++++ Given records

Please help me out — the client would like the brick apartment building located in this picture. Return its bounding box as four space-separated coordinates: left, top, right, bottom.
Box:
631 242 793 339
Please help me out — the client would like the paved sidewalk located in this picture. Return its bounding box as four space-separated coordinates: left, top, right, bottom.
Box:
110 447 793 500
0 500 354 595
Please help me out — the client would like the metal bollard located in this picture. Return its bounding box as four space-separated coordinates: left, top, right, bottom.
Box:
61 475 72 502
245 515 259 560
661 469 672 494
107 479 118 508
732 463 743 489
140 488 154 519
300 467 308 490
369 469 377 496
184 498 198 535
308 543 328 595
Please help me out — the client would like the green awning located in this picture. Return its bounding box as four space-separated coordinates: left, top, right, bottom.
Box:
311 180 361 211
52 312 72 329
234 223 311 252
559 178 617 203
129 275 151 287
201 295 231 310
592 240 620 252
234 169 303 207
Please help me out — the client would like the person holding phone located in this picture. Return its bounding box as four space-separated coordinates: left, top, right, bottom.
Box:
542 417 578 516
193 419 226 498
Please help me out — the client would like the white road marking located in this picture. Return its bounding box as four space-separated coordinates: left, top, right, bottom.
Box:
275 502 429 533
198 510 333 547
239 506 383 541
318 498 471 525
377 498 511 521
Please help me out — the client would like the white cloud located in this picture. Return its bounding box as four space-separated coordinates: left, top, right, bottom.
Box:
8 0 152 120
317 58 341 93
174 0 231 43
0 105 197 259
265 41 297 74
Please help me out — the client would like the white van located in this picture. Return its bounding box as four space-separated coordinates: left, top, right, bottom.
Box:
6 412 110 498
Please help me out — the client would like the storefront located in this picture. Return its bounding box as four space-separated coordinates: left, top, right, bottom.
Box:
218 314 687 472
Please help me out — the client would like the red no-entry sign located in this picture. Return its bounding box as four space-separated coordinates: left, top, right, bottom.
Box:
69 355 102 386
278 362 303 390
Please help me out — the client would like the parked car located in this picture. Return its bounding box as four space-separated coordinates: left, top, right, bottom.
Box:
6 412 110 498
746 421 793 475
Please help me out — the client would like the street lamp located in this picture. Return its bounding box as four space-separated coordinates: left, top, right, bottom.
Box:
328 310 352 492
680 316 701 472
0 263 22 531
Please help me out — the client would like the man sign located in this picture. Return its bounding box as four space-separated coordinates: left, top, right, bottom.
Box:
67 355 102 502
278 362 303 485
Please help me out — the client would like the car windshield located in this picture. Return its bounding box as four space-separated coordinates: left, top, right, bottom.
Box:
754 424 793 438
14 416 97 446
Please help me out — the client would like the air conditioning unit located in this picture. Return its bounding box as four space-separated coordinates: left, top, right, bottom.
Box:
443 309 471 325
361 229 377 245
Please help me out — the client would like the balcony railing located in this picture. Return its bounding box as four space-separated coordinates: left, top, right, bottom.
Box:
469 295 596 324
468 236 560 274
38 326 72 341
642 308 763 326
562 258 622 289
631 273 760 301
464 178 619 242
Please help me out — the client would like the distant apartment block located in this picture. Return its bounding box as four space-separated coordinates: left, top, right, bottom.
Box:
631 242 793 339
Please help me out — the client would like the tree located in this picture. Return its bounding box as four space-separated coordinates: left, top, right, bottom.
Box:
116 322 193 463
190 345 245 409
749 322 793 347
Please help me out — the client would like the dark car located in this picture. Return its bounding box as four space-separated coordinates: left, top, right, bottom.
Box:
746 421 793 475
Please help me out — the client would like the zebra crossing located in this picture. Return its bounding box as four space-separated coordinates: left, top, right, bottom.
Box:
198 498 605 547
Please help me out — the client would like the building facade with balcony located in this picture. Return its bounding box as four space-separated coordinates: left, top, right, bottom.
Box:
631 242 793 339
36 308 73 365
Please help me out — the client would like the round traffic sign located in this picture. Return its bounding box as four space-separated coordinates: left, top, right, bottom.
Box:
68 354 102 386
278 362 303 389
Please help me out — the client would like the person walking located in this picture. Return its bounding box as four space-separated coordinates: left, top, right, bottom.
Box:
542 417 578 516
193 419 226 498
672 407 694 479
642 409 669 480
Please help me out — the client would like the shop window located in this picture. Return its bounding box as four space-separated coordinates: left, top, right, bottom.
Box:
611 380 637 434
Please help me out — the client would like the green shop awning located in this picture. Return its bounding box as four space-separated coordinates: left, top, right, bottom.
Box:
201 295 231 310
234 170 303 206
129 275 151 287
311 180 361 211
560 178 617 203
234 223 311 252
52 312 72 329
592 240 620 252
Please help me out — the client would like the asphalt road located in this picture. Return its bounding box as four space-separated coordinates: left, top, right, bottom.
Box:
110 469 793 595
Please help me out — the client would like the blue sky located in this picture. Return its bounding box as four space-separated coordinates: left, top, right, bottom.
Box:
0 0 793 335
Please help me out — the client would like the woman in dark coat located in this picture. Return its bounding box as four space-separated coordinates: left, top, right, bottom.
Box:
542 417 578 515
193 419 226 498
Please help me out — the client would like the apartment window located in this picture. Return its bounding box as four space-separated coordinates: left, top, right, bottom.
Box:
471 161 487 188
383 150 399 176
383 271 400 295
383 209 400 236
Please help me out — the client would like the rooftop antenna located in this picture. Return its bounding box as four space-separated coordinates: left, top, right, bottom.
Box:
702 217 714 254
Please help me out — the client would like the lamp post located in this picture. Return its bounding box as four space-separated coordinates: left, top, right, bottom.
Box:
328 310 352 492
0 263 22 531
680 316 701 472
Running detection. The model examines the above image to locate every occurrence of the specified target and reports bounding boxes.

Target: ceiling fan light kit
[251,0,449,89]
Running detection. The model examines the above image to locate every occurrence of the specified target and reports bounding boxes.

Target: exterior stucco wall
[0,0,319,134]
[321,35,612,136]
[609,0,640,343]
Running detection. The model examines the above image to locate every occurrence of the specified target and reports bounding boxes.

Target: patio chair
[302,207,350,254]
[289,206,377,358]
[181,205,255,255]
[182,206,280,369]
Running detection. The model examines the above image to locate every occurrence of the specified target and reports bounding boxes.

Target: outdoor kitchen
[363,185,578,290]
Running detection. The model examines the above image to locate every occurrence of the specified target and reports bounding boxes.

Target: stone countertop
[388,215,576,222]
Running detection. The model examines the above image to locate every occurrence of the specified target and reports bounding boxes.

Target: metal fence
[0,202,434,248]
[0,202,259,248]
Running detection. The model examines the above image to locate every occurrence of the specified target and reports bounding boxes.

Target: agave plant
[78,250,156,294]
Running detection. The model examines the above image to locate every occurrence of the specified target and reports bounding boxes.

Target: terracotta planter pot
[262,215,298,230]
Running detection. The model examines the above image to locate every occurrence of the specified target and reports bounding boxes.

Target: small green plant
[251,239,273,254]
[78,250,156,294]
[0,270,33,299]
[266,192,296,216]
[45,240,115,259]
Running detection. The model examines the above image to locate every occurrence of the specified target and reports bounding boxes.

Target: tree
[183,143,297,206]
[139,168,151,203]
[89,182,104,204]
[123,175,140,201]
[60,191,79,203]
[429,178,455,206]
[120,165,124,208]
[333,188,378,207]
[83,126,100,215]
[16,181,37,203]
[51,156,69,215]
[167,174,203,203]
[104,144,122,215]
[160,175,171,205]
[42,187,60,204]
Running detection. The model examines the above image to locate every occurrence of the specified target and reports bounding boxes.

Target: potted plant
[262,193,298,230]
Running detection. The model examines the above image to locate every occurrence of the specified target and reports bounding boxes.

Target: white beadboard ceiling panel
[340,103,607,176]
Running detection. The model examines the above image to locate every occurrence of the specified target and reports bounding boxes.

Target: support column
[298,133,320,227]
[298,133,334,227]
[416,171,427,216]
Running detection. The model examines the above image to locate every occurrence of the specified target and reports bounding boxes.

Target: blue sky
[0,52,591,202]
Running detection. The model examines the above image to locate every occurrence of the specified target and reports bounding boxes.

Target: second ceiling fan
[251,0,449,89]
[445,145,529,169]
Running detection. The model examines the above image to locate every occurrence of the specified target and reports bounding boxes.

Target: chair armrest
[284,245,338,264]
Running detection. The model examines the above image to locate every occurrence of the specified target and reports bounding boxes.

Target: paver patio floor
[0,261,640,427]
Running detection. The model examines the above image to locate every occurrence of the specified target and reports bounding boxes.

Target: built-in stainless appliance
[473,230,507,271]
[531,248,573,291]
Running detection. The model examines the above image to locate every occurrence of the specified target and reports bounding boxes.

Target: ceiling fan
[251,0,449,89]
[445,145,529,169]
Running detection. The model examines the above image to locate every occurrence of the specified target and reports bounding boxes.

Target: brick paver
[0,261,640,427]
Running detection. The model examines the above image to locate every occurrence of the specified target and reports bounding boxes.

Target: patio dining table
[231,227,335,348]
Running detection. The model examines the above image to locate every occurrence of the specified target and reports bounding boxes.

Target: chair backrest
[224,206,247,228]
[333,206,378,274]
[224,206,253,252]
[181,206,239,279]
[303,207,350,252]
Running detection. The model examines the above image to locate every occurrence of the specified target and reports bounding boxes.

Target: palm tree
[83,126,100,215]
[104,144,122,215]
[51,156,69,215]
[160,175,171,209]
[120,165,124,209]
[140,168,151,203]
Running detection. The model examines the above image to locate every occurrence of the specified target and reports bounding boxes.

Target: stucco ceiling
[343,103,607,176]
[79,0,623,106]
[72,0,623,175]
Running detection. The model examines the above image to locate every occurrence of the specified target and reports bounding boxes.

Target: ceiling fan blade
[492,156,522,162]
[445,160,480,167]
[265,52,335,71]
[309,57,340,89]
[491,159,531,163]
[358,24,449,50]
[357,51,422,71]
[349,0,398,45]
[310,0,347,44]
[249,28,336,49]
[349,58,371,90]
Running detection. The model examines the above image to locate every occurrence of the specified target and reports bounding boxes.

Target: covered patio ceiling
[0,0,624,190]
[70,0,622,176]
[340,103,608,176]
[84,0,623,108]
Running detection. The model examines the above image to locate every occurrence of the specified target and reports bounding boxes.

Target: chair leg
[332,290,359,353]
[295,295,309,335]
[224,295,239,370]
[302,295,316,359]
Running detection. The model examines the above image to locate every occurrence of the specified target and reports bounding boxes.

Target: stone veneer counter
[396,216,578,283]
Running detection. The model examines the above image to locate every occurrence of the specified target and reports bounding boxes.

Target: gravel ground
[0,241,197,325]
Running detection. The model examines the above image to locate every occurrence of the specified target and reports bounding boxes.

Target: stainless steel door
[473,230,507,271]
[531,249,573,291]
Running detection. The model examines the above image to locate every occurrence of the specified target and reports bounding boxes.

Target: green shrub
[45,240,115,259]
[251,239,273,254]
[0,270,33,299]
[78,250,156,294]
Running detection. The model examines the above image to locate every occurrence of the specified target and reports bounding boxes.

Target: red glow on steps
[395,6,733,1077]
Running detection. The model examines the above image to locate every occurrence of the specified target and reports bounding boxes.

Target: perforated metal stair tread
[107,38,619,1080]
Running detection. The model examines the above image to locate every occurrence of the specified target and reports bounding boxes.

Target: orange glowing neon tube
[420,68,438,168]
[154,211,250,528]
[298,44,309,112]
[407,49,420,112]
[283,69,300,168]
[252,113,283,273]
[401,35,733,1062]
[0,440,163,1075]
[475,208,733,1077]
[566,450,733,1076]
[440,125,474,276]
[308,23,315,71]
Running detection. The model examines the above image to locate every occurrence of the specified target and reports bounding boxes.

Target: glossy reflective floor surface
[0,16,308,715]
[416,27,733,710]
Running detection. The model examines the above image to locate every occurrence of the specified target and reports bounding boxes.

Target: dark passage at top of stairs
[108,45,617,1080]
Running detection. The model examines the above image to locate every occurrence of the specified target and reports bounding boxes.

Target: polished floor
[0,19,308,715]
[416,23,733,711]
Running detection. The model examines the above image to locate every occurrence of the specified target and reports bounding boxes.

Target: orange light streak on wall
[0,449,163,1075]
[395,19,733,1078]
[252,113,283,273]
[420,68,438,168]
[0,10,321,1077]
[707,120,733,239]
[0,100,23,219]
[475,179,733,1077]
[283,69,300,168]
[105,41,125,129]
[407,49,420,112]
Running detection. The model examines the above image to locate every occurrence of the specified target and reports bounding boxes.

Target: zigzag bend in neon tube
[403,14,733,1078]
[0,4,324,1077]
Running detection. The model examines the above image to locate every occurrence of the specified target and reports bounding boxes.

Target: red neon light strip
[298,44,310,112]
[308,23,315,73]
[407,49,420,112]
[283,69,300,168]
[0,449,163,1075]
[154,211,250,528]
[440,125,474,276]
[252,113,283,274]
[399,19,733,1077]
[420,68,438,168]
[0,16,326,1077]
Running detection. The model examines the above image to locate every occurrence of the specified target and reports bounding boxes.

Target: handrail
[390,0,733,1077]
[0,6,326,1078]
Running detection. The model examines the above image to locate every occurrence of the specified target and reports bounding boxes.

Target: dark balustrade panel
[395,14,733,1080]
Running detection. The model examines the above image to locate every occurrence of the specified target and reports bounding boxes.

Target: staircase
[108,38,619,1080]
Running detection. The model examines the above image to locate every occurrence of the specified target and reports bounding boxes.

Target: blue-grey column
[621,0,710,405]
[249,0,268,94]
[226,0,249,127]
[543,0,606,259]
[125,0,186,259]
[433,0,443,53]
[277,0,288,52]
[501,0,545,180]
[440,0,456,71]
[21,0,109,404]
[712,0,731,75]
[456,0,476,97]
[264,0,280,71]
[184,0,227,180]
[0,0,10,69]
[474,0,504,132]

++++++++

_What is asked_.
Please identify every line in the items above that contains the word "patio", and copy each one. Case counts.

_Result for this task_.
Target: patio chair
Target: paver patio floor
Target: patio dining table
Target: covered patio ceiling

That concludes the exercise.